━━━━━ GIVEN RECORDS ━━━━━

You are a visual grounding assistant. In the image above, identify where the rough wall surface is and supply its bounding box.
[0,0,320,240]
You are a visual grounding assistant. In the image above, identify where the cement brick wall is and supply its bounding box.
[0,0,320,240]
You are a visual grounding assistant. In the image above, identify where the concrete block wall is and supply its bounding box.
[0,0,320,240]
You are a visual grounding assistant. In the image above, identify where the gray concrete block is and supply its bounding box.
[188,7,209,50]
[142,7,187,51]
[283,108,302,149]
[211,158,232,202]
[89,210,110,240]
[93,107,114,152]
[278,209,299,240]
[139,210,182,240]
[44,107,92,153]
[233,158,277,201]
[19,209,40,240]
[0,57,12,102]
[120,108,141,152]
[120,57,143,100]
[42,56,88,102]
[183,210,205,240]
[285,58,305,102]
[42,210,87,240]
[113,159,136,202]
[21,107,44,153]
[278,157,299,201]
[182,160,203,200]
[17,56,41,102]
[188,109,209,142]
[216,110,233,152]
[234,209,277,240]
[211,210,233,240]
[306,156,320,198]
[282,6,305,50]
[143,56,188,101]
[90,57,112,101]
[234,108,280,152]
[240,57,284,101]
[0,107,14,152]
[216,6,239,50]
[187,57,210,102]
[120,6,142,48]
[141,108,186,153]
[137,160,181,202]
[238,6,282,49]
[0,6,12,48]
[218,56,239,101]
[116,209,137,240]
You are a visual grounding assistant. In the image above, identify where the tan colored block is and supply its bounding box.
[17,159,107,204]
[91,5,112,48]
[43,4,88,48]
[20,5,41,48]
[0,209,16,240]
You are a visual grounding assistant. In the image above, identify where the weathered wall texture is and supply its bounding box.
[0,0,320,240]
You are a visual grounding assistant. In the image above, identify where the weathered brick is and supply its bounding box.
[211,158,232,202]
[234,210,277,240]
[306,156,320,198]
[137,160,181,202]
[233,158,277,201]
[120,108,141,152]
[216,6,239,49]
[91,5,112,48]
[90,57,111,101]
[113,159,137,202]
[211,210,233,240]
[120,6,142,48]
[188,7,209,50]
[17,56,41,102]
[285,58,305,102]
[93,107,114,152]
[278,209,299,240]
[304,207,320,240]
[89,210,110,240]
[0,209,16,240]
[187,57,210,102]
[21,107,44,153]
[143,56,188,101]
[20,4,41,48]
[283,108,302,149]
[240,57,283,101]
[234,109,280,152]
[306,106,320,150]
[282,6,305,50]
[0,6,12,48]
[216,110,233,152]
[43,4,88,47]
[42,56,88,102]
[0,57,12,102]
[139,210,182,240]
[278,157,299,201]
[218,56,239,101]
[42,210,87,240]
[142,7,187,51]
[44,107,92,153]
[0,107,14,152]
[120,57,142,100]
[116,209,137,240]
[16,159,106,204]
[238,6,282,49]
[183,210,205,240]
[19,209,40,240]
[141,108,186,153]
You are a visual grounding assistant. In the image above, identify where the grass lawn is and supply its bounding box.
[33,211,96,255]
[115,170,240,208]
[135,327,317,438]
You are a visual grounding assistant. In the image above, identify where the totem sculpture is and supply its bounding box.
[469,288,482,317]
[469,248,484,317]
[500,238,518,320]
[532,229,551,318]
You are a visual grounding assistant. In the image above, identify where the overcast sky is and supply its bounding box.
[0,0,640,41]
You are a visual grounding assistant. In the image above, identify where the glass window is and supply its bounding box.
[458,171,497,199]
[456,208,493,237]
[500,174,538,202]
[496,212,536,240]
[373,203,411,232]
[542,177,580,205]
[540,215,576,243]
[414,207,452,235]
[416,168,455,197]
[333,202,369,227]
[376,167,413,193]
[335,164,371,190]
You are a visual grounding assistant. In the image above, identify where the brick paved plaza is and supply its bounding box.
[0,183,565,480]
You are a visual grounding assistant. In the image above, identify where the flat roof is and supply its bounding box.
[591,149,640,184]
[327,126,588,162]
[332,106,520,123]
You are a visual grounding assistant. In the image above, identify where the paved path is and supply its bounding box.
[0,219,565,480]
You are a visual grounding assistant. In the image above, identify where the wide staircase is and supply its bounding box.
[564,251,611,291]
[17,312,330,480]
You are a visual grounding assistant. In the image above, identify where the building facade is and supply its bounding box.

━━━━━

Repeat the stretch from the line containing "concrete block is and supply its bounding box." through the line containing "[240,57,284,101]", renaming "gray concrete block" to "gray cinder block" and leaving everything else unchanged.

You are a visual grounding assistant. In the image above, identify where the gray cinder block is and supply its bounding box.
[188,7,209,50]
[142,7,187,51]
[283,108,302,149]
[211,158,232,202]
[89,210,110,240]
[93,107,114,152]
[278,209,299,240]
[139,210,182,240]
[44,107,92,153]
[233,158,277,201]
[19,209,40,240]
[0,57,12,102]
[120,108,141,152]
[120,57,143,100]
[42,56,88,102]
[183,210,205,240]
[285,58,305,102]
[42,210,87,240]
[113,159,136,202]
[21,107,44,153]
[278,157,299,201]
[182,160,203,200]
[17,56,41,102]
[188,109,209,142]
[216,110,233,152]
[234,209,277,240]
[211,210,233,240]
[306,156,320,198]
[282,6,305,50]
[143,56,188,101]
[90,57,112,101]
[234,108,280,152]
[240,57,284,101]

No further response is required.